Recorded data below:

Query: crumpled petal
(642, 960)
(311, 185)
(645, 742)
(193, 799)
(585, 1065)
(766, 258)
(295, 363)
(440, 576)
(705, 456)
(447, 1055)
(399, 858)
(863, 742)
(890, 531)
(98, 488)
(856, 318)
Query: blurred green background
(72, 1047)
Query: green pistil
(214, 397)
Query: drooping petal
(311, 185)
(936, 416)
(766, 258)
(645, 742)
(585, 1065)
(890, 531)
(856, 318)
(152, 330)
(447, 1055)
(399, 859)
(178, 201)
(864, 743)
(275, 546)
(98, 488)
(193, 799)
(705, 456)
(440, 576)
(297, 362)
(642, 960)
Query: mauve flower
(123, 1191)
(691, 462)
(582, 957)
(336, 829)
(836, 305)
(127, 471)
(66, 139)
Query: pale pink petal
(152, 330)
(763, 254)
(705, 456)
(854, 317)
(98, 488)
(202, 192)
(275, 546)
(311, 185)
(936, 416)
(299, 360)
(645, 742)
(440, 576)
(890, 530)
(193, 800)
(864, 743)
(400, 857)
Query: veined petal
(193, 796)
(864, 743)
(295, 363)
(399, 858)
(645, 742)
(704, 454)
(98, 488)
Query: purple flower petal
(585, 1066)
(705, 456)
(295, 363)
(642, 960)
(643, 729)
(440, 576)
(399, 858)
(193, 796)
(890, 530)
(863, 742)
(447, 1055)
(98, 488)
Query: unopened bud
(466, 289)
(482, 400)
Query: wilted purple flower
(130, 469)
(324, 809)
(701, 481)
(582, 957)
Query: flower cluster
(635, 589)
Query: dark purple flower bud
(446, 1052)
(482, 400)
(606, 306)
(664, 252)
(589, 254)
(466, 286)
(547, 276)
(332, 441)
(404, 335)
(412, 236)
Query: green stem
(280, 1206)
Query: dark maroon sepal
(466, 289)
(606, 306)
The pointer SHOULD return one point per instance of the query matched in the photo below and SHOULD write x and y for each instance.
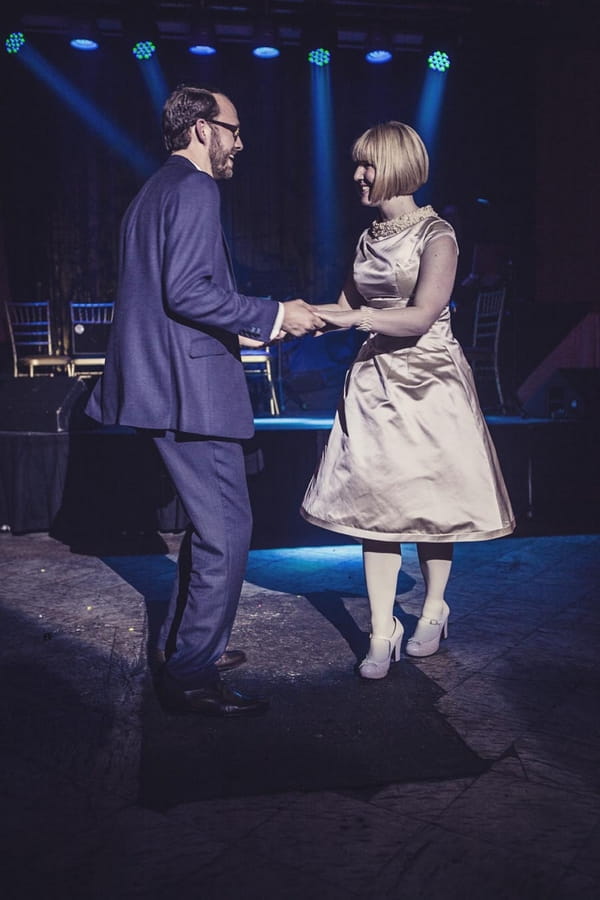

End of Recorded data.

§ Task requirements
Your task is to set down each line above verbatim while excluding the pictures.

§ Response
Query: crumpled petal
(642, 960)
(311, 185)
(645, 742)
(193, 799)
(585, 1065)
(766, 258)
(295, 363)
(440, 576)
(705, 456)
(447, 1055)
(399, 858)
(863, 742)
(890, 531)
(98, 488)
(856, 318)
Query: blurred green background
(72, 1047)
Query: green pistil
(214, 397)
Query: drooping petal
(311, 185)
(936, 416)
(766, 258)
(645, 742)
(585, 1065)
(890, 531)
(856, 318)
(152, 330)
(447, 1055)
(399, 859)
(178, 201)
(864, 743)
(275, 546)
(98, 488)
(193, 799)
(705, 456)
(440, 576)
(297, 362)
(642, 960)
Query: mauve flower
(123, 1191)
(691, 462)
(582, 957)
(336, 829)
(836, 305)
(127, 471)
(66, 139)
Query: pale pink petal
(152, 330)
(763, 254)
(705, 456)
(854, 317)
(98, 488)
(202, 192)
(275, 546)
(311, 185)
(936, 416)
(299, 360)
(645, 742)
(440, 576)
(890, 530)
(193, 800)
(864, 743)
(400, 857)
Query: veined petal
(193, 796)
(864, 743)
(295, 363)
(399, 858)
(645, 742)
(704, 454)
(98, 488)
Query: purple flower petal
(585, 1066)
(705, 456)
(295, 363)
(642, 960)
(643, 729)
(440, 576)
(399, 858)
(193, 796)
(890, 530)
(863, 742)
(447, 1055)
(98, 488)
Query: unopened bud
(466, 289)
(482, 400)
Query: wilted purple flower
(130, 469)
(324, 809)
(701, 481)
(582, 957)
Query: flower cluster
(635, 589)
Query: dark purple flower bud
(446, 1052)
(482, 400)
(606, 306)
(664, 252)
(589, 254)
(466, 286)
(547, 276)
(332, 441)
(404, 335)
(412, 236)
Query: green stem
(280, 1206)
Query: dark maroon sepal
(466, 289)
(606, 306)
The pointer SHOULD return one point per instance of the query matched in the photo below and SHOULD write x and y for each instance.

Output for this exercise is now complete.